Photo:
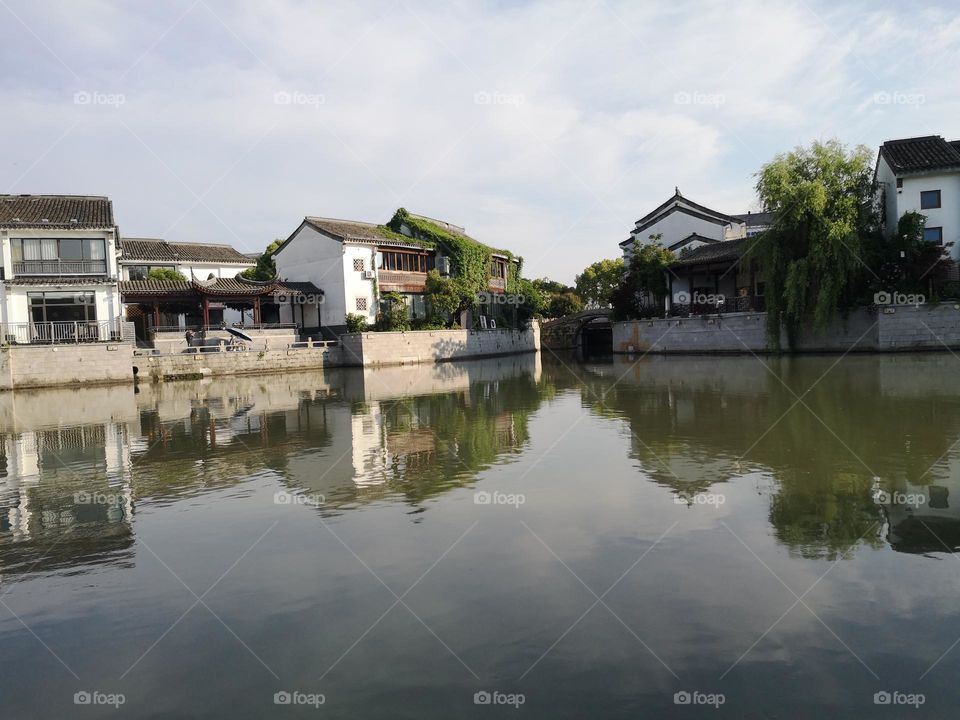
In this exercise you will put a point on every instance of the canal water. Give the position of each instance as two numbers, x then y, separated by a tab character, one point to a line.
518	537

================================

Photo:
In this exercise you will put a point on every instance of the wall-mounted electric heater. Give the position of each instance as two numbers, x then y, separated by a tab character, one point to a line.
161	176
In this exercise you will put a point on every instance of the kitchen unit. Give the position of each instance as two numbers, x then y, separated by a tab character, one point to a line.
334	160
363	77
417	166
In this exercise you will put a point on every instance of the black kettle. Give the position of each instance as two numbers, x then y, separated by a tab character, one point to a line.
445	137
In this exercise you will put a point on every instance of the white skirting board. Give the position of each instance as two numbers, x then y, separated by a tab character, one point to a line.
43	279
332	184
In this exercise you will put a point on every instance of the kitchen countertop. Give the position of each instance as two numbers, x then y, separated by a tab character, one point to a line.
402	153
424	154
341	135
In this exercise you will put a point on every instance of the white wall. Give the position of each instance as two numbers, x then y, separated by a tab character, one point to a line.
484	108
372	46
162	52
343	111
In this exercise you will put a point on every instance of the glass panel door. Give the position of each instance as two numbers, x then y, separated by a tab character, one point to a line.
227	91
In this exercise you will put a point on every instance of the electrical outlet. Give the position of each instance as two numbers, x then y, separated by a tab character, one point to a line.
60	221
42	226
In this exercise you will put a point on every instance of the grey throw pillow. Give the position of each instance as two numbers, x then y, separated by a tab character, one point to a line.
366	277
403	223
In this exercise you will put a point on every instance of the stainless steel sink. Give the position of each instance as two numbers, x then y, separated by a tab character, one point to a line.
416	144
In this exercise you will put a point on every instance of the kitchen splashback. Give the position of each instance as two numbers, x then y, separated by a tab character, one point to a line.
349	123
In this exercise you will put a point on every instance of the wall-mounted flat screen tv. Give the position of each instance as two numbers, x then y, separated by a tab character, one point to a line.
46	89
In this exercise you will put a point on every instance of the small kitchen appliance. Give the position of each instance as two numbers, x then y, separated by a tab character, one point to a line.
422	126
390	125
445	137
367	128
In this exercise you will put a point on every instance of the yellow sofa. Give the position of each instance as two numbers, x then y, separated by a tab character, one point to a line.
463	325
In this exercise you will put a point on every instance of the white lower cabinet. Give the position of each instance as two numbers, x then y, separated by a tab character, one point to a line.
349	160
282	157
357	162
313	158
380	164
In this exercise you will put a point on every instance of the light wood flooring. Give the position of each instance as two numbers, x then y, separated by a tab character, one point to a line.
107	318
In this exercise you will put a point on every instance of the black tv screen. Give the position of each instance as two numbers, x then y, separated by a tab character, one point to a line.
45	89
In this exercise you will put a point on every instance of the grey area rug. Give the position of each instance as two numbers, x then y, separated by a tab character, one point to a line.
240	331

================================

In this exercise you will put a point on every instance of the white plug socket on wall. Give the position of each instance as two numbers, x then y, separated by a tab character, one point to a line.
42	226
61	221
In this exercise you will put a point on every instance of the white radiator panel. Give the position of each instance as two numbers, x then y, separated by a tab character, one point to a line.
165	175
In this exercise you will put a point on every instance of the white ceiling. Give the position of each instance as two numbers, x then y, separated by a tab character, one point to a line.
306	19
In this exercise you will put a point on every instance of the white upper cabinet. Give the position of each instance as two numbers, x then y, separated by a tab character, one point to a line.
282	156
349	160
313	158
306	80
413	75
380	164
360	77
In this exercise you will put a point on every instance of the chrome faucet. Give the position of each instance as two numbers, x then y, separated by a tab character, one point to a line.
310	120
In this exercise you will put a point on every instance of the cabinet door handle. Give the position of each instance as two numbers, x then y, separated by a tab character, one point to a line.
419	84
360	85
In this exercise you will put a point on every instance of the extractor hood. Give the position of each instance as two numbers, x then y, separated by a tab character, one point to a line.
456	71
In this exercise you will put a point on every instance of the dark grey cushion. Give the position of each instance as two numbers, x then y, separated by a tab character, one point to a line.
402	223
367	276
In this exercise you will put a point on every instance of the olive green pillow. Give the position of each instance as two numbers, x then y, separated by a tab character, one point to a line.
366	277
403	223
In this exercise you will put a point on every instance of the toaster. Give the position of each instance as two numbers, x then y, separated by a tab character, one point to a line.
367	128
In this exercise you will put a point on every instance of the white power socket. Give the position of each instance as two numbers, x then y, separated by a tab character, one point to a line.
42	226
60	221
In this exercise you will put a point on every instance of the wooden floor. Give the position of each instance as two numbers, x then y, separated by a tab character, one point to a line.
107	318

================================

● **Aim of the exercise**: Find every line in the records above that contains the word "socket", and copy each one. Case counts.

● **Answer in full**:
In this exercise you will put a point on every instance of the white plug socket on wall. Give the position of each instance as two numbers, x then y, separated by a tab character, one point to a line.
In this exercise you will put a point on every instance of the white power socket. Give the position of each instance as two numbers, x then y, separated by a tab character, one point to a line.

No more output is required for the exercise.